__Dataset__
========================================
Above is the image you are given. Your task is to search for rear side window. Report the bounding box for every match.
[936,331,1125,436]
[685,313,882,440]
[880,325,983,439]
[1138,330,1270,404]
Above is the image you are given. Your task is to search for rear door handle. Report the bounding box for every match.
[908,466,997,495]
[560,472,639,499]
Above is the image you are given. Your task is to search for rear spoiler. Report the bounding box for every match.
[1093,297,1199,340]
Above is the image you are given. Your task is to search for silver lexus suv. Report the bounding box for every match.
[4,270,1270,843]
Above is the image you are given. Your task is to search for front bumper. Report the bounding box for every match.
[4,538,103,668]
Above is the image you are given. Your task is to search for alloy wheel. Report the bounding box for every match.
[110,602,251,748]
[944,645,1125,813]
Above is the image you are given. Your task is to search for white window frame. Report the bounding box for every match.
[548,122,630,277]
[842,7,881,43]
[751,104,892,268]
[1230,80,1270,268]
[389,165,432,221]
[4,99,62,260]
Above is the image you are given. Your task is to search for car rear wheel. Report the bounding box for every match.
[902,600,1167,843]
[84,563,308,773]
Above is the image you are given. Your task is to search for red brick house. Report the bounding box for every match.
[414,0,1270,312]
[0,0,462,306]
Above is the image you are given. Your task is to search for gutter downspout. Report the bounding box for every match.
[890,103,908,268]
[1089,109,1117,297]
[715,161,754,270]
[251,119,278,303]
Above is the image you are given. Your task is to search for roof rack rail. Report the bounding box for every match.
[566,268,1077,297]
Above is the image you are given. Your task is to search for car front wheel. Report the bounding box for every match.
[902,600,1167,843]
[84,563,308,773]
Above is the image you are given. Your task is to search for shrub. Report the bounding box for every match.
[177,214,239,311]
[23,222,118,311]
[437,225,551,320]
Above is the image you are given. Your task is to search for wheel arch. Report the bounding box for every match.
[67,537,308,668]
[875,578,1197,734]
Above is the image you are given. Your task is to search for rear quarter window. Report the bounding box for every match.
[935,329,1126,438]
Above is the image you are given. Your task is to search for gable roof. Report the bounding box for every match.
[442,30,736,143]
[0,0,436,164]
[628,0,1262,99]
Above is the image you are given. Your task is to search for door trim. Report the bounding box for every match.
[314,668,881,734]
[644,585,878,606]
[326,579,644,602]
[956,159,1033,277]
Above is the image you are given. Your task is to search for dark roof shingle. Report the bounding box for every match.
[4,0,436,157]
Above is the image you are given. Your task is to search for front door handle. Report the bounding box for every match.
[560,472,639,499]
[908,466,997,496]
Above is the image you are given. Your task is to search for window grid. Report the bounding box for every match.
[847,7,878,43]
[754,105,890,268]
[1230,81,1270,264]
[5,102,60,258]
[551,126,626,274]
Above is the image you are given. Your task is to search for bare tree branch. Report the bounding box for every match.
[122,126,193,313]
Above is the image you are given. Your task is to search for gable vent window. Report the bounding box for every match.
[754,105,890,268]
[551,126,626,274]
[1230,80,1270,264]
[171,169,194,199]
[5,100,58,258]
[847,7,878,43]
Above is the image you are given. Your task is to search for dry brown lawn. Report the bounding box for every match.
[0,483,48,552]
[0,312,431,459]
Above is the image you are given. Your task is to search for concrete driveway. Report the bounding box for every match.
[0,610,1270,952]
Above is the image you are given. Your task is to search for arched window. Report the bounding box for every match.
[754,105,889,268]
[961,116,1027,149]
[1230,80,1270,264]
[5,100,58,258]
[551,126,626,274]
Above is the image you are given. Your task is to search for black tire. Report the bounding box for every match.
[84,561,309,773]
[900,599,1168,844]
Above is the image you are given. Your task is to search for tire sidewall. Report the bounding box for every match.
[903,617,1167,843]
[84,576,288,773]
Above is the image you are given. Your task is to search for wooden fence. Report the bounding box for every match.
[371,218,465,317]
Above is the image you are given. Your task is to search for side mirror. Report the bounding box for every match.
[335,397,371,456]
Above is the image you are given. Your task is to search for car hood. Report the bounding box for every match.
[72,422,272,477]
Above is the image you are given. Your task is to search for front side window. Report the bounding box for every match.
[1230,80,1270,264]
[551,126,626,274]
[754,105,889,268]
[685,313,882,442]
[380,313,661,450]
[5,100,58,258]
========================================
__Task details__
Reproduce all of the material above word for word, line by line.

__Result of this task__
Above is the image you are given. Your task is to search for rear side window. Report the bounding box for every match.
[936,331,1125,436]
[685,313,882,440]
[880,325,983,439]
[1138,330,1270,404]
Above is the image you are given. Your task is to search for rear door handle. Report the bounding box for every match.
[908,466,997,495]
[560,472,639,499]
Above is the image you are given. Your task is to search for rear spoiler. Report the bounding box for every match.
[1093,297,1199,340]
Above is the image you are given. Your task is to search for silver lexus suv. Report the bounding box for every match.
[4,270,1270,843]
Above is the image you are given. Your task is to search for front bumper. Report the bounding box for every match.
[4,538,103,668]
Above is the image you are given. Your task is to search for alloy wheel. Report the bounding box for every match.
[110,602,251,748]
[944,645,1125,813]
Above is the image you are given. Your task is to search for white window frame. Report the bounding box for every match.
[548,122,630,277]
[842,7,881,43]
[751,104,892,268]
[1230,80,1270,268]
[389,165,432,221]
[4,99,62,260]
Above is the image you are given. Your task is to search for car rear wheel. Report the bounding box for every match.
[902,600,1167,843]
[84,563,308,773]
Above is the image you are given. Your task is to search for red brick house. Report the bounding box for every match.
[414,0,1270,312]
[0,0,462,306]
Above is the image you are given. Your task is to search for gutter downspout. Report the bounding box for every match.
[890,103,908,268]
[1089,109,1117,297]
[715,161,754,270]
[251,119,278,303]
Above is the image you are given. Your task is to search for roof rack rail. Report the bounding box for every match.
[566,268,1077,297]
Above is the image you are given. Your task is to search for car front wheel. Report the bounding box for every match.
[902,600,1167,843]
[84,563,308,773]
Above is the image you are given. Your task is to search for shrub. Report the bounding box for every match.
[177,214,239,311]
[23,222,118,311]
[437,225,551,320]
Above is the image you are given. Your task is to search for wheel arch. Report the bounding box for every match.
[67,537,308,668]
[875,578,1197,734]
Above is the image you are given. Your task is to search for rear quarter window. Report the bounding box for every match.
[935,329,1126,438]
Above is the image you are given. Your task is to search for gable roof. Report the bounding box for every match.
[442,30,736,143]
[0,0,436,164]
[628,0,1262,99]
Above is the image you are given. Your task is to search for door trim. Report the bounding box for every match.
[314,668,881,734]
[644,585,878,606]
[326,579,644,602]
[956,159,1033,277]
Above is the image you are given. Your task is to search for dark roof shingle. Report the bounding box for every match.
[4,0,436,157]
Above is the image you are given. Your task is to search for front door handle. Report the bounding box for every match.
[560,472,639,499]
[908,466,997,496]
Above is the image you are given. Your task is to search for window grid. Report the bounding box for every match.
[847,7,878,43]
[754,105,890,268]
[1230,81,1270,264]
[5,102,60,258]
[551,126,626,274]
Above is the image you are given. Your task is to search for bare tree branch. Report the bounding box for every match.
[122,126,193,313]
Above is the image you are given. Your task is to search for gable vent window. Report the bounding box for every match.
[754,105,890,268]
[551,126,626,274]
[1230,80,1270,264]
[171,169,194,199]
[5,100,58,258]
[847,7,878,43]
Above is the image you are given. Your task is to search for dry brown lawn. Report the bounding box for every match.
[0,483,48,552]
[0,312,431,459]
Above is the image you are given. Your task is to search for concrete driveway. Report the bounding box for every match.
[0,610,1270,952]
Above is the image you are given. Your task is to search for arched window. Report the bounding box for every match.
[754,105,889,268]
[961,116,1027,149]
[1230,80,1270,264]
[5,100,58,258]
[551,126,626,274]
Above is the image you are given. Your task is to search for black tire. Report the bounding box for every match.
[84,561,309,773]
[900,599,1168,844]
Above is the image you are given. Your task is to search for tire sidewall. Report the bounding box for every match.
[903,617,1167,843]
[84,576,288,773]
Above is the image you are given. Your task is to search for wooden fence. Report the bounding box for every match.
[371,218,465,317]
Above is the image you are given. Your task is to search for side mirror. Report the bounding box for every match.
[335,397,371,456]
Above is the image you are given. Your task is to search for car hood. Report the bounding box for every match.
[72,422,272,477]
Above is the image you are given. Your task is to search for front side window. Report the bounding box for every match.
[1230,80,1270,264]
[551,126,626,274]
[754,105,889,268]
[685,313,882,442]
[380,313,661,450]
[5,100,58,258]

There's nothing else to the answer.